* BEGIN Input material *

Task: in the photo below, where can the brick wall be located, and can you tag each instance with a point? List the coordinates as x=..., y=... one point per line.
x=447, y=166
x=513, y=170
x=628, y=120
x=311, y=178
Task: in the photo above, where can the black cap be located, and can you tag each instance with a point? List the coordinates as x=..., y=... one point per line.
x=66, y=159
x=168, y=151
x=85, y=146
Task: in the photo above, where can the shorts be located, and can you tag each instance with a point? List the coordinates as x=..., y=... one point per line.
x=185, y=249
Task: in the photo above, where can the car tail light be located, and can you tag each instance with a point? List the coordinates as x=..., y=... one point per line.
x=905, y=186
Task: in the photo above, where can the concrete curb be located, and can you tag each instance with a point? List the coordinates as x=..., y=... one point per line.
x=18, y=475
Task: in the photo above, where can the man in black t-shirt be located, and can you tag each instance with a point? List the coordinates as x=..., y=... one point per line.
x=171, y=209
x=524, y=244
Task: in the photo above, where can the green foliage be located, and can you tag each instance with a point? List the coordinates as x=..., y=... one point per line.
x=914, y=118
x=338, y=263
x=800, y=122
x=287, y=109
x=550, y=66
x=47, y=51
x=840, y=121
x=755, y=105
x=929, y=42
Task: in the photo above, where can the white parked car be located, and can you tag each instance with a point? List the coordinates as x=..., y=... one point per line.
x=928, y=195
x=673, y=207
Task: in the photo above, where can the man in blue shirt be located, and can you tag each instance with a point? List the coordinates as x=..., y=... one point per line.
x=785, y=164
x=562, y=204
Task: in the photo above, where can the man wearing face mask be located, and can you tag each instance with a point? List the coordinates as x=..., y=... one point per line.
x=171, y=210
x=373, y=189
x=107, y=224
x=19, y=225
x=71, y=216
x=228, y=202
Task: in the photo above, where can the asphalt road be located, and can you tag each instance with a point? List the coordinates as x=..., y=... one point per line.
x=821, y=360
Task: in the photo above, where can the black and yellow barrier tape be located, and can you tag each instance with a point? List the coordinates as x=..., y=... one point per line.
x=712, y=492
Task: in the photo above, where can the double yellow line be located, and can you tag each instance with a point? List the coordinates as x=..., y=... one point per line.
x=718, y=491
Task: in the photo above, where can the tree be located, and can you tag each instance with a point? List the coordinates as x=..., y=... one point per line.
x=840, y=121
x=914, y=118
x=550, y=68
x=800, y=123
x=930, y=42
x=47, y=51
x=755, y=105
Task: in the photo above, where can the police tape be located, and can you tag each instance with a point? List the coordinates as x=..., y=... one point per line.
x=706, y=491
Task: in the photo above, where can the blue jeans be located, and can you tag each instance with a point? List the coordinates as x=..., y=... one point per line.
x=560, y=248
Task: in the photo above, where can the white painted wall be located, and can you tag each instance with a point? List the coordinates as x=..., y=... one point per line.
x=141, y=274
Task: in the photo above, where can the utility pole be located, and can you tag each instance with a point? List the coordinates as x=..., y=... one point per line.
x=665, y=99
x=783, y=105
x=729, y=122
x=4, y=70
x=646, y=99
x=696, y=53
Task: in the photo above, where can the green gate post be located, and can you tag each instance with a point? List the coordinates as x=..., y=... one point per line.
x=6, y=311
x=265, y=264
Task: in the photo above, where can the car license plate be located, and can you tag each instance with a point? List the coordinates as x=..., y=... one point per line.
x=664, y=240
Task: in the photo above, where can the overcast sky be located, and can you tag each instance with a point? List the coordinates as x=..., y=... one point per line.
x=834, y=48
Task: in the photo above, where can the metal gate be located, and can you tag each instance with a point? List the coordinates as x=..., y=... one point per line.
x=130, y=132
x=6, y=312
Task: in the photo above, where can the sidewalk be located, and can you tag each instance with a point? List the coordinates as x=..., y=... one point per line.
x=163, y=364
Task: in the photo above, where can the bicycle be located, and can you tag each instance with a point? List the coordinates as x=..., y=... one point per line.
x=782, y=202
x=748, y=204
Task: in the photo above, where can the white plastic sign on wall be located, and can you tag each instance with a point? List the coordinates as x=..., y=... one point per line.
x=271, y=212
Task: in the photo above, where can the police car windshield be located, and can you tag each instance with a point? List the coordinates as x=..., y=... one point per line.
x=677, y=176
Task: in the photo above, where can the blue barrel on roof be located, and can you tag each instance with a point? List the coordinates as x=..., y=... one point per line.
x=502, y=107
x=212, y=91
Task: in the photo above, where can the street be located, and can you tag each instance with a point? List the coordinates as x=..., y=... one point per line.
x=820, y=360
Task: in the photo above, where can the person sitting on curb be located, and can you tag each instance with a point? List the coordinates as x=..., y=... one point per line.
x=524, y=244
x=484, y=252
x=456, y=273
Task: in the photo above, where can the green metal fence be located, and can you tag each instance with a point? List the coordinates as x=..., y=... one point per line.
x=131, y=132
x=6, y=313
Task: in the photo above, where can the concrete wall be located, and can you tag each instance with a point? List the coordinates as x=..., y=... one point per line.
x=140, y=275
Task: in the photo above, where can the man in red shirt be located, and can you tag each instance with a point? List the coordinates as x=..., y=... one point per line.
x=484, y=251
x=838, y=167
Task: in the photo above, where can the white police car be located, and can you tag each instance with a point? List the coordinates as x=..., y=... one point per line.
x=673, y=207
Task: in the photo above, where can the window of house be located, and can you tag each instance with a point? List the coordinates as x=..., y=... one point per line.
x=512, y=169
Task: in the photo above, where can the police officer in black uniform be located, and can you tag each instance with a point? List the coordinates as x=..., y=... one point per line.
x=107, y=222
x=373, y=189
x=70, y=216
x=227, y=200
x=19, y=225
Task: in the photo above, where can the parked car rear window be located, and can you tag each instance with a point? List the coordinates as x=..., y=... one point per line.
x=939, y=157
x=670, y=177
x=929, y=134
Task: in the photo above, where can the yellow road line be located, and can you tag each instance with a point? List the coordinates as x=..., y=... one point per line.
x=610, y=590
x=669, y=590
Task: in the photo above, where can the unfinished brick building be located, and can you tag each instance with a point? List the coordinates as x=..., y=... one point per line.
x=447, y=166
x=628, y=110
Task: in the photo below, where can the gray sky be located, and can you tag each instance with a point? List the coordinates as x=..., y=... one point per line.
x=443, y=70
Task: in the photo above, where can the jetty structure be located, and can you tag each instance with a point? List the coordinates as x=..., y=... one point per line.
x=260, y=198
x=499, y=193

* END Input material *

# Work to do
The records above are to be repeated exactly, in their entirety.

# Exercise response
Task: in the photo below, where can the brick wall be located, and can you tag each instance with a point? List the coordinates as x=..., y=... one point per line.
x=447, y=166
x=513, y=170
x=628, y=120
x=311, y=178
Task: in the photo above, where can the black cap be located, and can you tag each instance with a point? List the coordinates as x=..., y=... one point per line.
x=66, y=159
x=168, y=151
x=85, y=146
Task: in the photo above, where can the shorts be located, and can you tag each instance with a point? List the coordinates as x=..., y=... one point per line.
x=185, y=249
Task: in the photo above, where can the car tail light be located, and can you tag each instance with a point? List the coordinates as x=..., y=... one point per line.
x=905, y=186
Task: in the photo above, where can the concrete curb be located, and can you tag each instance with a point? List the coordinates as x=..., y=... one point per line.
x=18, y=475
Task: in the photo above, where can the man in black t-shirt be located, and can you tag each instance with a point? List the coordinates as x=..., y=... one point per line.
x=171, y=209
x=524, y=244
Task: in the photo above, where can the green foliage be located, and can you tag each instance with a point? List the coordinates as x=..., y=... one point per line.
x=914, y=118
x=338, y=263
x=800, y=122
x=287, y=109
x=550, y=66
x=47, y=51
x=840, y=121
x=755, y=105
x=929, y=42
Task: in the photo above, where can the white parked car be located, and can you tag each instance with a point? List the coordinates as x=..., y=... one point per line.
x=928, y=195
x=673, y=207
Task: in the photo above, where can the man in blue shirt be located, and can you tag each instance with a point? List the coordinates as x=..., y=... one point per line.
x=785, y=164
x=562, y=204
Task: in the photo above, where can the man wearing face mask be located, and can you tag each instance with a point? List the coordinates as x=..., y=... one point per line.
x=171, y=210
x=373, y=189
x=107, y=224
x=19, y=225
x=71, y=216
x=228, y=202
Task: in the photo above, where can the asphalt road be located, and can you tag each instance with a point? List the coordinates as x=..., y=... one point per line.
x=821, y=360
Task: in the photo above, where can the black and yellow barrier tape be located, and can you tag each instance with a point? List the coordinates as x=..., y=... one point per line.
x=712, y=492
Task: in the photo above, where can the double yellow line be located, and can you tag each instance with a point? List the coordinates as x=..., y=... one point per line.
x=718, y=491
Task: in the photo above, where can the tree be located, and can you tag each instance with a point? List the coordinates as x=..., y=... one point per line.
x=840, y=121
x=914, y=118
x=550, y=68
x=800, y=123
x=930, y=42
x=47, y=51
x=755, y=105
Task: in the photo above, where can the police tape be located, and can you tag each instance with a point? List the coordinates as x=..., y=... one point per line.
x=706, y=491
Task: in the photo above, where can the blue jeans be located, and can you tag each instance with a point? List the coordinates as x=..., y=... one point per line.
x=560, y=248
Task: in the photo above, where can the white painted wall be located, and can you tag each instance with a point? List the coordinates as x=..., y=... one point per line.
x=141, y=274
Task: in the photo above, where can the utility pole be located, and can you tag each instance with a point? List the coordinates as x=..., y=... one point per line.
x=665, y=99
x=783, y=105
x=729, y=122
x=4, y=70
x=646, y=99
x=696, y=53
Task: in the photo above, where can the green gate post be located, and can you tag each instance with a point? List the coordinates as x=..., y=... one point per line.
x=6, y=311
x=265, y=264
Task: in the photo above, where can the car license plate be located, and can you tag each instance with a point? List the coordinates as x=..., y=... one point per line.
x=664, y=240
Task: in the photo above, where can the overcast sky be located, and can you tag each instance with a point? List the coordinates as x=..., y=... one point per line.
x=834, y=48
Task: in the photo above, where can the metal gate be located, and can you tag each instance with a point? List the coordinates as x=..., y=... one point per line.
x=130, y=132
x=6, y=312
Task: in the photo above, where can the sidewalk be located, and can you tag each instance with a point? List the coordinates as x=..., y=... one point per line.
x=163, y=364
Task: in the photo above, where can the bicycle be located, and can you tag each instance with a point? List the coordinates as x=..., y=... one point per line.
x=782, y=202
x=748, y=204
Task: in the photo above, where can the white plastic sign on wall be located, and can you tag each instance with a point? List the coordinates as x=..., y=... one point per line.
x=271, y=212
Task: in the photo above, where can the police car windshield be located, and can you tag each instance with a point? List the coordinates as x=..., y=... one point per line.
x=677, y=176
Task: in the photo above, where can the blue barrel on roof be located, and can you tag each instance with a point? List the coordinates as x=..., y=... one point per line.
x=502, y=107
x=212, y=91
Task: in the photo above, where can the street be located, and can you tag each instance with a point? List the coordinates as x=..., y=... one point per line.
x=820, y=360
Task: in the photo above, where can the person sitting on curb be located, and can you tag each instance with a point? List the coordinates as x=..., y=... one point per line.
x=524, y=244
x=484, y=252
x=456, y=273
Task: in the photo above, where can the green metal fence be located, and can you tag each instance with a point? List the coordinates as x=..., y=... one point per line.
x=131, y=132
x=6, y=313
Task: in the photo above, where can the concrete wall be located, and can you tag each instance with a point? List the coordinates as x=..., y=... one point per line.
x=140, y=275
Task: in the photo above, where can the man in red shirt be located, and can you tag each instance with a point? List the coordinates as x=..., y=... one point per line.
x=484, y=251
x=838, y=167
Task: in the photo above, where can the white police car be located, and can you tag each instance with a point? List the coordinates as x=..., y=... one point per line.
x=673, y=207
Task: in the photo above, where can the window of house be located, and can you tag each instance with a point? List the coordinates as x=..., y=... one point per line.
x=512, y=169
Task: in the photo above, where can the police officer in black uniform be located, and can you tag each instance with a point? List the coordinates as x=..., y=... one point per line.
x=107, y=222
x=373, y=189
x=70, y=216
x=227, y=200
x=19, y=225
Task: in the photo above, where can the parked car rear window be located, and can you tag each instance with a point? List the coordinates as x=..., y=... one point per line.
x=939, y=157
x=670, y=177
x=929, y=134
Task: in the photo above, where can the yellow road line be located, and can you tag each instance with a point? List the coordinates as x=..., y=... one point per line.
x=610, y=590
x=669, y=590
Task: in the photo above, where can the unfinished brick building be located, and can you tag each instance with a point? List the coordinates as x=..., y=... one point per line.
x=447, y=166
x=628, y=110
Task: in the photo below, where can the gray sky be located, and can you tag each instance with a point? List the coordinates as x=..., y=... one point per line.
x=443, y=70
Task: in the photo above, where can the jetty structure be located, and can you tag each instance with a point? List the coordinates as x=..., y=... one point per line.
x=260, y=198
x=499, y=193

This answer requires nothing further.